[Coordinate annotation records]
## BEGIN

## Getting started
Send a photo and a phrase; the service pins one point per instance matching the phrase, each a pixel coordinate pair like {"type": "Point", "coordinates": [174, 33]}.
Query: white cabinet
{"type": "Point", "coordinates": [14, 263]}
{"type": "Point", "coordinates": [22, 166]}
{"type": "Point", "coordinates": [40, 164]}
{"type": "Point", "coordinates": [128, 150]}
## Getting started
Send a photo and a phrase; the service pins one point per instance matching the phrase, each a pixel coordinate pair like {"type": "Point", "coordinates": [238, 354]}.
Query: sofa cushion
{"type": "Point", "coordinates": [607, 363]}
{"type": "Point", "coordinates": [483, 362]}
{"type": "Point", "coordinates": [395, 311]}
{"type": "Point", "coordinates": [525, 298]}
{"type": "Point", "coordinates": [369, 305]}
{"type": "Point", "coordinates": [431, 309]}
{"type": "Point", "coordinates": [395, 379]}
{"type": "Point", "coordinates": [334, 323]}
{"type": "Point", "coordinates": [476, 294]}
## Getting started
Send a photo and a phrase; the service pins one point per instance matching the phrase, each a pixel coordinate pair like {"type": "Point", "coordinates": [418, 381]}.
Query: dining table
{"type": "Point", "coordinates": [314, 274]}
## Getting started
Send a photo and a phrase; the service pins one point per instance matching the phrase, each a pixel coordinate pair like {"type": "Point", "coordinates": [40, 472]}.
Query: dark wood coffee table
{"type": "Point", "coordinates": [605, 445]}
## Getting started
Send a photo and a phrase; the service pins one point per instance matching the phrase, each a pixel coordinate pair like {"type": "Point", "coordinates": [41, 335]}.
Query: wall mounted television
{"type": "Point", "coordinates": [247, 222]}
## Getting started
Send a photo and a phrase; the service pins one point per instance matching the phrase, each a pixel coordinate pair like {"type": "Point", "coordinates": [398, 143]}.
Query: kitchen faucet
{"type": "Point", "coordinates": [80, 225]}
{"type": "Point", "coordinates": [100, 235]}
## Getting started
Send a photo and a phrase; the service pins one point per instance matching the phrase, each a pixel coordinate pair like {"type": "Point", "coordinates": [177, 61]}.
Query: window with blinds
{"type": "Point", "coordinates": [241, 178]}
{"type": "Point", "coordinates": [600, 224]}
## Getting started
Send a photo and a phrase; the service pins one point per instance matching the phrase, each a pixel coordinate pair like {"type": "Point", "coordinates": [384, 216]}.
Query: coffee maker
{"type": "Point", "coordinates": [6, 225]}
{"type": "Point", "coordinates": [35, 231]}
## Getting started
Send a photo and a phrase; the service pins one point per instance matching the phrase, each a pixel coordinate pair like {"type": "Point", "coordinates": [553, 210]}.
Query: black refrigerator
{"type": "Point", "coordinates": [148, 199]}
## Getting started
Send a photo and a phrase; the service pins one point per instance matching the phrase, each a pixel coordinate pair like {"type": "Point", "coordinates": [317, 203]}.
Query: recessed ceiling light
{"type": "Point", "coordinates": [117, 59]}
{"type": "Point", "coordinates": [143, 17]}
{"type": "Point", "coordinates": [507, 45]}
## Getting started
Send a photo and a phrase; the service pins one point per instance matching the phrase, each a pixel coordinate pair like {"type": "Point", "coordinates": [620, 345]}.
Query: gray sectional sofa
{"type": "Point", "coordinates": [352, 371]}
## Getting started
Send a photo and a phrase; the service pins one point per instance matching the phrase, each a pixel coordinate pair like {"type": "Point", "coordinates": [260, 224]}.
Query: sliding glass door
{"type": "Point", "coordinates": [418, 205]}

## END
## BEGIN

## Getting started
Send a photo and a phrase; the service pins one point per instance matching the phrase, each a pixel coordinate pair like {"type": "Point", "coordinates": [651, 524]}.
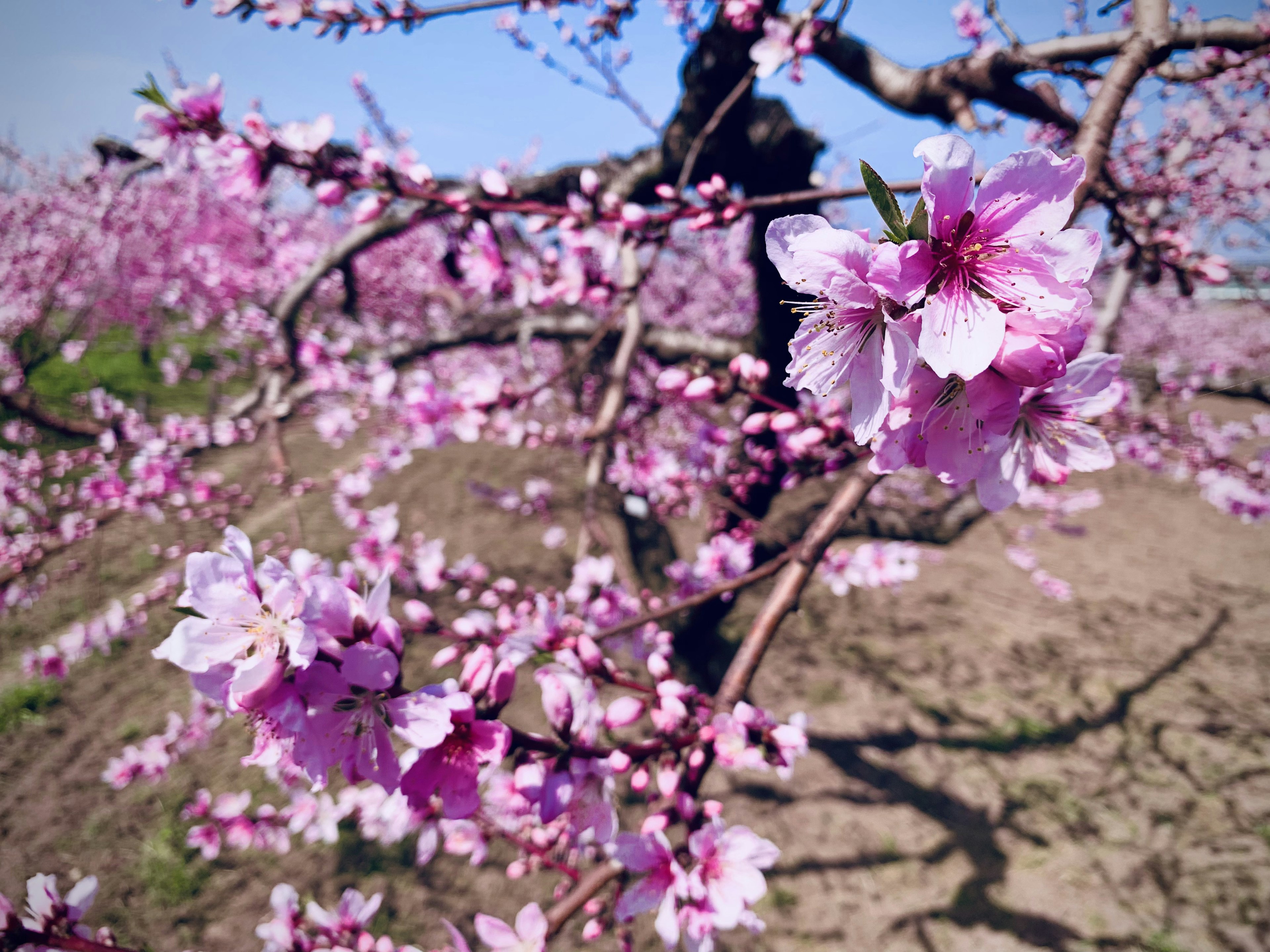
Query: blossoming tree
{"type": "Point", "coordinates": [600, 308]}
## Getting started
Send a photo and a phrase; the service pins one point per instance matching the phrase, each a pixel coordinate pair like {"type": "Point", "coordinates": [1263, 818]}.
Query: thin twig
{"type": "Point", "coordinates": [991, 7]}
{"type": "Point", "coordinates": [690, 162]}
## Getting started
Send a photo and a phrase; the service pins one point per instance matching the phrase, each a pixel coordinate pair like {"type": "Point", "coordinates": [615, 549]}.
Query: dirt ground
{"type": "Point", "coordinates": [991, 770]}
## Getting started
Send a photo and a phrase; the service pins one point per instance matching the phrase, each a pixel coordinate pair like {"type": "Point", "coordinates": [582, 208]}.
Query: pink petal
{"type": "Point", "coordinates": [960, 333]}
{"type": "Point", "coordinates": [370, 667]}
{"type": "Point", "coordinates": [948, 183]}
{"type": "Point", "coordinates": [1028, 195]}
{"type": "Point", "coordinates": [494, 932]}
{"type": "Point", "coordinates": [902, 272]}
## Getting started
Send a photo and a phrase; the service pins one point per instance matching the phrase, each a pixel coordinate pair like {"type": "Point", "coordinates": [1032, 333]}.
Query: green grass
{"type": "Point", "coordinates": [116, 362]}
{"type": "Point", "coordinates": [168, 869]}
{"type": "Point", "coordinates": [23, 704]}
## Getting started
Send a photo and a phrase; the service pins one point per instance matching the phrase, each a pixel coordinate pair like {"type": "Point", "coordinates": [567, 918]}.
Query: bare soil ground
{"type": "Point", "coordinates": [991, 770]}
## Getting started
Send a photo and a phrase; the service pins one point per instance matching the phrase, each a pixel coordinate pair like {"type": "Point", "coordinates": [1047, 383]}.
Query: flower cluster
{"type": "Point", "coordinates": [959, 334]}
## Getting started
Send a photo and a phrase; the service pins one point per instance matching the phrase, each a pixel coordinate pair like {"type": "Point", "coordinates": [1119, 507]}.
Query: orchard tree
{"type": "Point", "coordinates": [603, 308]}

## END

# [Task details]
Which lines in the rows contain the word "tree"? Gather every one of them.

# [Result of the exercise]
Query: blossoming tree
Query: orchard tree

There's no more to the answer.